• _TESTO DELLA PAGINA_
Al Rita si prediligono profili più austeri (cedro e rovere), mentre al Tiki Room si usano spezie tropicali per dialogare con i rum. Per Nono, l’affumicatura è anche una questione di ritmo. Il gesto lento obbliga il cliente a un’attesa breve ma significativa, che crea una connessione e permette di annusare e immaginare prima del sorso. Il fumo, se usato correttamente, non è una moda passeggera ma una tecnica che comunica una visione. Il rischio è la spettacolarizzazione fine a sé stessa: se il drink non è buono, l’effetto scenico non lo salverà.
Un buon cocktail affumicato si riconosce immediatamente: l’odore deve essere di legno caldo, non di camino spento. Al palato, il fumo deve restare in secondo piano, permettendo al distillato di emergere, e l’equilibrio deve persistere anche dopo che il fumo è svanito.
Questa filosofia si manifesta in cocktail come lo Smoked Nail (a base di bourbon, tequila reposado e cedro, descritto come profondo e da meditazione) e lo Smoked Hops (più giocoso, con whisky torbato e rum, completato da una bolla di fumo da rompere). Il fuoco nel bicchiere è la nuova sensualità del bere: un invito a sentire, più che a bere soltanto.

• _CONSEGNA 1_
Trasforma in una tabella Markdown le voci dalla riga che contiene "Medical annotation tool: circle the stone masonry" alla riga che contiene "400,106,475,115", estremi compresi. Usa le colonne "Numero" e "Riga della voce" e tralascia le righe vuote.
Il testo sui cocktail affumicati e le voci non hanno alcun legame tra loro.

• _DATI REGISTRATI_

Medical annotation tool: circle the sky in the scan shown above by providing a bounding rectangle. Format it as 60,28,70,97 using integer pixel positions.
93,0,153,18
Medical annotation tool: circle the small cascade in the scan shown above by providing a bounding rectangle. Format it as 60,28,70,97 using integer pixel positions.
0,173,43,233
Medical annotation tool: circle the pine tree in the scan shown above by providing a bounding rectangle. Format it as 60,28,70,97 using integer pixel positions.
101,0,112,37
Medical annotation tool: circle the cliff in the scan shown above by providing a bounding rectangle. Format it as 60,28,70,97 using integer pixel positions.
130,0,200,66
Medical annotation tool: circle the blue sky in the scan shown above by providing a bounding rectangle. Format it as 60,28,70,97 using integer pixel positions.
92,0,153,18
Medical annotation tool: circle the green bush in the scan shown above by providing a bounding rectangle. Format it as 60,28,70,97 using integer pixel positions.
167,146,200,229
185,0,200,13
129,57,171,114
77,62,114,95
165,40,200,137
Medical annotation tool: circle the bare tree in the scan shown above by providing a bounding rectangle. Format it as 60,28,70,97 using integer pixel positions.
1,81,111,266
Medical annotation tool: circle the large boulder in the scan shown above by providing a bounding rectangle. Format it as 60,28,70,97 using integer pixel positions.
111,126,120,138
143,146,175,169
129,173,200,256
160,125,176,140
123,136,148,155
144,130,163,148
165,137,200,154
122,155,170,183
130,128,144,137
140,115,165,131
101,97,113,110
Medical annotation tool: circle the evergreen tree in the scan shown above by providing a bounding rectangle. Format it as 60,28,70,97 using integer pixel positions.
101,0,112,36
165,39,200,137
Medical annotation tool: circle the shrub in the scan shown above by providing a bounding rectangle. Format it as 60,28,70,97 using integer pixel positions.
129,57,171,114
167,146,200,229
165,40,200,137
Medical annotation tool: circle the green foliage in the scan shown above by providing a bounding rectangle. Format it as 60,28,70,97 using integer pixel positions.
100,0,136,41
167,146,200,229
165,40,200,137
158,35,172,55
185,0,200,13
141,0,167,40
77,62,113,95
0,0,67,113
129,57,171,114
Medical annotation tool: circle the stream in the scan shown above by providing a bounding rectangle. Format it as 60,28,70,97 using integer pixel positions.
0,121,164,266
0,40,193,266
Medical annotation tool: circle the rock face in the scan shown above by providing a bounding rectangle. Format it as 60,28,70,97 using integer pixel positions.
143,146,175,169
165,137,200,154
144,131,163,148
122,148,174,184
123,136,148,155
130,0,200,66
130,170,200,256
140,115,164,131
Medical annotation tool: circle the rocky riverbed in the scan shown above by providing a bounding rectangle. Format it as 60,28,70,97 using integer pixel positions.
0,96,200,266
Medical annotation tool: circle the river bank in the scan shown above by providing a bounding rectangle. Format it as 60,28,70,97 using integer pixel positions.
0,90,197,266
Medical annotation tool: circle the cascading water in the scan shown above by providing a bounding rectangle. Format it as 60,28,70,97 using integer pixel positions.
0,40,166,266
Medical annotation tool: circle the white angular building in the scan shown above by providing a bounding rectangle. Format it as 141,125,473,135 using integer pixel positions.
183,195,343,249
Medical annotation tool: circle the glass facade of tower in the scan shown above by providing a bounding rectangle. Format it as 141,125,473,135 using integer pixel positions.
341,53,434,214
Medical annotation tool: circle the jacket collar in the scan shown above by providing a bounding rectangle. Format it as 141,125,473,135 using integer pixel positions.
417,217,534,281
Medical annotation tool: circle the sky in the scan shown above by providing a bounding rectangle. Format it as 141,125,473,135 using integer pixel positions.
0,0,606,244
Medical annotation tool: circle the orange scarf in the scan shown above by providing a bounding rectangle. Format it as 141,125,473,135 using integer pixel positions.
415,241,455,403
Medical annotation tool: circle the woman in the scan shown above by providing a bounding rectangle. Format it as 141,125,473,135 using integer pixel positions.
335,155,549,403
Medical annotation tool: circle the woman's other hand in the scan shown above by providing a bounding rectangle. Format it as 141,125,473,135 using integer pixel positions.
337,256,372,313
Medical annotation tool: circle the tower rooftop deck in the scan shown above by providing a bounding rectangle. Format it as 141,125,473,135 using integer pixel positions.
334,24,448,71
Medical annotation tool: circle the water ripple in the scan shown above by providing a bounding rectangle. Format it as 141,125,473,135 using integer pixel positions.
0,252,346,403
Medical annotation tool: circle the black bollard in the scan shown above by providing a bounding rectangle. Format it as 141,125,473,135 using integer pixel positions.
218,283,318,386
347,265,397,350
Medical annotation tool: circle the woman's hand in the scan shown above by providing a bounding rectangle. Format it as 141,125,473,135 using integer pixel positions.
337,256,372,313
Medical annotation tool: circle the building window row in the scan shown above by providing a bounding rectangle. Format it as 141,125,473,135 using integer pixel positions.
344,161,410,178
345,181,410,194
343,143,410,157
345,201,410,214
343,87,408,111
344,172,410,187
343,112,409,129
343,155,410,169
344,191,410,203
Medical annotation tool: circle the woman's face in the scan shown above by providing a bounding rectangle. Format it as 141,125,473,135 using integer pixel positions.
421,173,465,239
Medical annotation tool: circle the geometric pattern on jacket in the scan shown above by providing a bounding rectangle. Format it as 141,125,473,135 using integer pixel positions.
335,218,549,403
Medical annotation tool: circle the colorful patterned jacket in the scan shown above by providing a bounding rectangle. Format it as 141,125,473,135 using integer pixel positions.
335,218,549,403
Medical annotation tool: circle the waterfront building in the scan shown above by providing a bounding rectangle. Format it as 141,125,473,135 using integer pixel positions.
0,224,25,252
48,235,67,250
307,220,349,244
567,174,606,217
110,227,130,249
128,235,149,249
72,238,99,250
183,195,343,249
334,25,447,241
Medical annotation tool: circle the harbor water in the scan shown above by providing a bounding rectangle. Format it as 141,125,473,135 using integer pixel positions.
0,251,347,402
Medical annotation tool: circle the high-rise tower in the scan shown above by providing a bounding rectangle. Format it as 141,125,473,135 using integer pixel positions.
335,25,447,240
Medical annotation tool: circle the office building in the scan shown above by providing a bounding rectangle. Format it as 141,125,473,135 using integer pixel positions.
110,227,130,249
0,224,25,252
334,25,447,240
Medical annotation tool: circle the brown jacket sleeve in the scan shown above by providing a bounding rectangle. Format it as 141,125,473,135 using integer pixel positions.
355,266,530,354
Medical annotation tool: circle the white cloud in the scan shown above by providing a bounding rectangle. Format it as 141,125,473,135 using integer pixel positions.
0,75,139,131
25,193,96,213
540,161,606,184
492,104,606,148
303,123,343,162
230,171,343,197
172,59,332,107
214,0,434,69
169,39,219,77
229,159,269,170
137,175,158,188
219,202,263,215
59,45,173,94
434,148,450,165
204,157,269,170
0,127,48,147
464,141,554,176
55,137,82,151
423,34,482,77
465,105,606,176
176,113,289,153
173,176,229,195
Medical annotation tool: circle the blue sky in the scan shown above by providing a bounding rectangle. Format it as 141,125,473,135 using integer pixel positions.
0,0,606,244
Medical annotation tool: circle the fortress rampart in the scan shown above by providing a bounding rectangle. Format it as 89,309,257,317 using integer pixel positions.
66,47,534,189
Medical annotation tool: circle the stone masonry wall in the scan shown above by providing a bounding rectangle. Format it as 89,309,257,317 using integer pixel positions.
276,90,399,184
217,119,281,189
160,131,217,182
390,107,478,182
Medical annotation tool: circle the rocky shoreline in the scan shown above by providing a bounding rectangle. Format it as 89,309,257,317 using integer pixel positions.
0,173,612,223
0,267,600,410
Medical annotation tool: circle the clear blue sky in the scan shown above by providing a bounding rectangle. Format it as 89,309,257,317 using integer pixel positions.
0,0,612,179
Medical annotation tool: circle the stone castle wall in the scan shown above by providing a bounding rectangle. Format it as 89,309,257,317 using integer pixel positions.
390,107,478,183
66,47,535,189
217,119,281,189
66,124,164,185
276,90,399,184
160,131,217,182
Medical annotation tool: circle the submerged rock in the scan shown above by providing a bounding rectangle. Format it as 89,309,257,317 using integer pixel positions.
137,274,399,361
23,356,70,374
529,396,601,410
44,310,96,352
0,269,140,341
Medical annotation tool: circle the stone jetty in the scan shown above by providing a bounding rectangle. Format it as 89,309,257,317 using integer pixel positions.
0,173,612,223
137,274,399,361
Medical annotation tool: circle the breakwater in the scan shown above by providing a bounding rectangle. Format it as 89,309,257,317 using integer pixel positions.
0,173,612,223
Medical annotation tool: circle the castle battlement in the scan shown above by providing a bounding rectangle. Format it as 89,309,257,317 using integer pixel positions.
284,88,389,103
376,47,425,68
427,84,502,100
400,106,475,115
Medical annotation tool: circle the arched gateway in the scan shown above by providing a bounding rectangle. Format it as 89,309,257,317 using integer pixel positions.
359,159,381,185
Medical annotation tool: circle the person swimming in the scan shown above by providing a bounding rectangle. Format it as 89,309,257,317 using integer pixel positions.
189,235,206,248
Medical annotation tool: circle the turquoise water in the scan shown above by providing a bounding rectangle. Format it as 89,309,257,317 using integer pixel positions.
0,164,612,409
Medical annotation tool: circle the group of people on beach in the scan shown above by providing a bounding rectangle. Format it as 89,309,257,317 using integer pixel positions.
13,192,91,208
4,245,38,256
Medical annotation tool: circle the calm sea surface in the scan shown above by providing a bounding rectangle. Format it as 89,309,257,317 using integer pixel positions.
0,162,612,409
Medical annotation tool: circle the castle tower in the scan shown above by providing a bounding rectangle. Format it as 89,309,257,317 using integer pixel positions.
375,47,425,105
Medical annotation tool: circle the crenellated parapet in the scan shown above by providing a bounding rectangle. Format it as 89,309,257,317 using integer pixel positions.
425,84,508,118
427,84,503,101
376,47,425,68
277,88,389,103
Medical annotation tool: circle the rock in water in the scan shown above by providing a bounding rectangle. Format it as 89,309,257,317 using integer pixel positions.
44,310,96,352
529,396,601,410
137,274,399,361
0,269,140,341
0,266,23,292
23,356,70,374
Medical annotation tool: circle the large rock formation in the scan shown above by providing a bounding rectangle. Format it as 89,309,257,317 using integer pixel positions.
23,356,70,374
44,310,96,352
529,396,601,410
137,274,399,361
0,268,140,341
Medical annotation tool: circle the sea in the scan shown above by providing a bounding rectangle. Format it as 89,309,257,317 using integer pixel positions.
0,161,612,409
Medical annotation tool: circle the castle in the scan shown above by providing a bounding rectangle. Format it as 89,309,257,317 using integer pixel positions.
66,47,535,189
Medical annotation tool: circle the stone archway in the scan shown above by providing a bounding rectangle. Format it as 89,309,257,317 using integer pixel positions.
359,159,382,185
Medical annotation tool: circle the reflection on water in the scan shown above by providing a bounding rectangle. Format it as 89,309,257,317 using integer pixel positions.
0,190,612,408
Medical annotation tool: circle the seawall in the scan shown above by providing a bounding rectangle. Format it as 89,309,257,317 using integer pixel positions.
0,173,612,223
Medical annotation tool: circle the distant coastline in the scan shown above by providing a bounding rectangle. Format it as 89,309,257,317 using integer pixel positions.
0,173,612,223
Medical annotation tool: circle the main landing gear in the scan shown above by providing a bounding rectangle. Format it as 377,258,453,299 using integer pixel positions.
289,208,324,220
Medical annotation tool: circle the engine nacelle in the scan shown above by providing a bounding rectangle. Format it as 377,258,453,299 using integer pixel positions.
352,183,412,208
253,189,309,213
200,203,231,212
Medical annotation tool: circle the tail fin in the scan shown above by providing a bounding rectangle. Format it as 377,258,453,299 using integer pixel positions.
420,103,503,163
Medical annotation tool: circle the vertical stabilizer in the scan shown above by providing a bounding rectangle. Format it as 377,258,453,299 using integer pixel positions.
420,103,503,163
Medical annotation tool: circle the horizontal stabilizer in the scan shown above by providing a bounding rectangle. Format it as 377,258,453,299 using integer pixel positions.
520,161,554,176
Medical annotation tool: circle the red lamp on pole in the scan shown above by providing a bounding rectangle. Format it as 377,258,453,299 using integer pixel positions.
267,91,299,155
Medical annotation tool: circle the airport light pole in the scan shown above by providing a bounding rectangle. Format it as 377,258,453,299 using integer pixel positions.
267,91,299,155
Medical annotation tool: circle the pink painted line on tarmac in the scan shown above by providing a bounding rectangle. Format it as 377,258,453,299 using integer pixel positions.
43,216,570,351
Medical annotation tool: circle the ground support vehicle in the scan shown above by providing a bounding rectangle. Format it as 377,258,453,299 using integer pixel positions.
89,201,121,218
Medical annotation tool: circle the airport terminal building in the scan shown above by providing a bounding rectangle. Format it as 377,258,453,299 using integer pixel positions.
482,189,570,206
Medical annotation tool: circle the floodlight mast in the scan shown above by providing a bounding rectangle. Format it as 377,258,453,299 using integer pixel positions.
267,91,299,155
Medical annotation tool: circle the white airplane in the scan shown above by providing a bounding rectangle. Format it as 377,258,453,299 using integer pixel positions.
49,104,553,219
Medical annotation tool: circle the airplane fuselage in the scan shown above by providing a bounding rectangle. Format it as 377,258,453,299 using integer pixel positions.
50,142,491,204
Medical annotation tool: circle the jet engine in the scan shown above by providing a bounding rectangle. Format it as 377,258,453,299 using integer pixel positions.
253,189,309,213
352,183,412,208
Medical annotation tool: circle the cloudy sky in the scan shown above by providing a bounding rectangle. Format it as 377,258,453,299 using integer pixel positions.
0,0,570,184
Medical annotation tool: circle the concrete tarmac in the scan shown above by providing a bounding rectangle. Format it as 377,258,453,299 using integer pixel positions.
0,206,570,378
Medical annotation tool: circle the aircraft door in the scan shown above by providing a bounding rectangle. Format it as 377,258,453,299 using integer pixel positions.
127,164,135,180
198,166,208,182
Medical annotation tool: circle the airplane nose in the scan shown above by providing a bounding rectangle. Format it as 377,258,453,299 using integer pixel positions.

• _CONSEGNA 2_
Stampa parola per parola il passo del testo sui cocktail affumicati da "Un buon cocktail" a "a bere soltanto.".

• _RISPOSTA SCRITTA 1_
| Numero | Riga della voce |
|---|---|
| 1 | Medical annotation tool: circle the stone masonry wall in the scan shown above by providing a bounding rectangle. Format it as 89,309,257,317 using integer pixel positions. |
| 2 | 276,90,399,184 |
| 3 | 217,119,281,189 |
| 4 | 160,131,217,182 |
| 5 | 390,107,478,182 |
| 6 | Medical annotation tool: circle the rocky shoreline in the scan shown above by providing a bounding rectangle. Format it as 89,309,257,317 using integer pixel positions. |
| 7 | 0,173,612,223 |
| 8 | 0,267,600,410 |
| 9 | Medical annotation tool: circle the clear blue sky in the scan shown above by providing a bounding rectangle. Format it as 89,309,257,317 using integer pixel positions. |
| 10 | 0,0,612,179 |
| 11 | Medical annotation tool: circle the stone castle wall in the scan shown above by providing a bounding rectangle. Format it as 89,309,257,317 using integer pixel positions. |
| 12 | 390,107,478,183 |
| 13 | 66,47,535,189 |
| 14 | 217,119,281,189 |
| 15 | 66,124,164,185 |
| 16 | 276,90,399,184 |
| 17 | 160,131,217,182 |
| 18 | Medical annotation tool: circle the submerged rock in the scan shown above by providing a bounding rectangle. Format it as 89,309,257,317 using integer pixel positions. |
| 19 | 137,274,399,361 |
| 20 | 23,356,70,374 |
| 21 | 529,396,601,410 |
| 22 | 44,310,96,352 |
| 23 | 0,269,140,341 |
| 24 | Medical annotation tool: circle the stone jetty in the scan shown above by providing a bounding rectangle. Format it as 89,309,257,317 using integer pixel positions. |
| 25 | 0,173,612,223 |
| 26 | 137,274,399,361 |
| 27 | Medical annotation tool: circle the breakwater in the scan shown above by providing a bounding rectangle. Format it as 89,309,257,317 using integer pixel positions. |
| 28 | 0,173,612,223 |
| 29 | Medical annotation tool: circle the castle battlement in the scan shown above by providing a bounding rectangle. Format it as 89,309,257,317 using integer pixel positions. |
| 30 | 284,88,389,103 |
| 31 | 376,47,425,68 |
| 32 | 427,84,502,100 |
| 33 | 400,106,475,115 |

• _RISPOSTA SCRITTA 2_
Un buon cocktail affumicato si riconosce immediatamente: l’odore deve essere di legno caldo, non di camino spento. Al palato, il fumo deve restare in secondo piano, permettendo al distillato di emergere, e l’equilibrio deve persistere anche dopo che il fumo è svanito.
Questa filosofia si manifesta in cocktail come lo Smoked Nail (a base di bourbon, tequila reposado e cedro, descritto come profondo e da meditazione) e lo Smoked Hops (più giocoso, con whisky torbato e rum, completato da una bolla di fumo da rompere). Il fuoco nel bicchiere è la nuova sensualità del bere: un invito a sentire, più che a bere soltanto.